#### Task set:
(1) In the article on testing nontraditional corn products, what percentage of acres does Greene suggest for a first-year trial of a "crazy idea"?
(2) Continue the article on testing nontraditional corn products, starting after its last sentence.

How do you sort out nontraditional crop products to try?

Tom J. Bechman hand holding ear of corn
YIELD MATTERS MOST: What matters when you test a nontraditional product is whether it adds yield and increases your bottom line.
Corn Corner: There are a ton of products competing for corn input dollars.

Four different salespeople have pitched me for nontraditional products for corn. Some are biologicals; others aren’t. Some claim to help corn use nitrogen better. None are super-expensive, but every dollar counts today. Should I try some? If so, which ones?

The Indiana certified crop advisers panel answering this question includes Danny Greene, owner of Greene Crop Consulting, Franklin; Jeff Nagel, agronomist with Ceres Solutions, Lafayette; and Marty Park, agronomist with Gutwein Seed Services, Rensselaer.

Greene: You’re correct, every dollar counts today. Having information on which products have the best chance to work can help you make these decisions with confidence.

Your operation is a business. Although there is always risk in farming, make business decisions, rather than letting emotion take over. Create a policy of committing to try “crazy idea” experiments, but on a limited scale. Test ideas or products that are completely out of the ordinary for your farm each year, limited to 0.4% of your acres. This is not likely enough to hurt you economically but could give insight before expanding your exposure. If you decide to move to year two, try it on 4% of your acres. If the program shows the benefit you wanted, move it up to a higher percentage. You’ll never be in the position of having to decide on large-scale purchases without testing again.

However, you must commit to performing the test and comparing it to a check. Otherwise, next year, you’ll ask yourself the same questions you did this year with no clearer idea if it might work. Consider working with your CCA to help organize your tests. Chances are that your CCA can help you test some products as part of a group. Using multiple sites is much more powerful than a single location.

#### Extracted information:
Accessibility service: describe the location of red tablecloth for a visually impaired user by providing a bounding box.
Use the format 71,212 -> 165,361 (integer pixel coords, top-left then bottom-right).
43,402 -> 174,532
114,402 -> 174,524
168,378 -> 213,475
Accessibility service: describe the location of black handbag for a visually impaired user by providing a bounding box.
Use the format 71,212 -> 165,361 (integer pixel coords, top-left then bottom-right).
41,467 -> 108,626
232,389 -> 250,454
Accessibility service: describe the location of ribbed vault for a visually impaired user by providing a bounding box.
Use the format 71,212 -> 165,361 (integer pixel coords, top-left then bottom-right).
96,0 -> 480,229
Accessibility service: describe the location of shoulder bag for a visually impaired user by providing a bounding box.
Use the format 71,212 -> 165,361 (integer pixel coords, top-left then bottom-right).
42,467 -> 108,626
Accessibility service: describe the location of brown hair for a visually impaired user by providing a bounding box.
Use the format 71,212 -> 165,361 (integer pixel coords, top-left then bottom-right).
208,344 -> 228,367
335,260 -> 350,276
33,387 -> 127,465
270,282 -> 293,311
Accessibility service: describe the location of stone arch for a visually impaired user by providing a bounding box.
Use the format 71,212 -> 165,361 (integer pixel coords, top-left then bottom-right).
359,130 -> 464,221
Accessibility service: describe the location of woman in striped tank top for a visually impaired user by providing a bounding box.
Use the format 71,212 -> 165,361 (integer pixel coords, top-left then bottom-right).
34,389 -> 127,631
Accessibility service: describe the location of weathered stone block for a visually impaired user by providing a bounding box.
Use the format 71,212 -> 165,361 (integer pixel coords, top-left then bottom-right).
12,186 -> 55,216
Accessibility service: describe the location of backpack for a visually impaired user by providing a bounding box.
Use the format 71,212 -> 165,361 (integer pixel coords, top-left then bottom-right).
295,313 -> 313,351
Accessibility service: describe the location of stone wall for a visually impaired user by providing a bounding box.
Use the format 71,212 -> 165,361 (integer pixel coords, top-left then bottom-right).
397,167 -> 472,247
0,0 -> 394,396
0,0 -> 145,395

#### Your written answers:
(1) 0.4% of your acres.

(2)
Nagel: The number of vendors and products has increased substantially in the past few years. Many of these products are considered “biostimulants” and fall into one of the following categories: humic substances, amino acids, chitosans, seaweed extractants and beneficial bacteria/fungicides. Biostimulants stimulate plant processes that might provide one of the following functions:

  1. enhance/benefit nutrient uptake and/or efficiency
  2. increase tolerance to abiotic stress, such as drought or heat
  3. increase crop quality or yield

Many manufacturers have made investments in this space. While there may be merit to some products, results in a laboratory that look promising often don’t translate into consistent responses in field trials. We currently have trials out on one of the nitrogen products, but visual observations and tissue testing don’t suggest an improvement in N efficiency. Yield data will be analyzed after harvest. University research trials on one of the other N products has not shown consistent responses in 2020.

We’ve seen some benefit to some biological fungicidal products that have helped mitigate seedling blight in corn.

There will likely be research advancements that will generate products and knowledge that will add value at the farm gate. In the meantime, be a critical thinker of the claims made and try some on-farm trials to make evaluations before investing on the whole farm.

Park: Ask them for trial data, and especially third-party trial data, supporting their claims. After studying all the data and the cost-benefit relationship, try the best products on your farm, but on a small scale. Be sure to leave “untreated” checks so you can evaluate performance.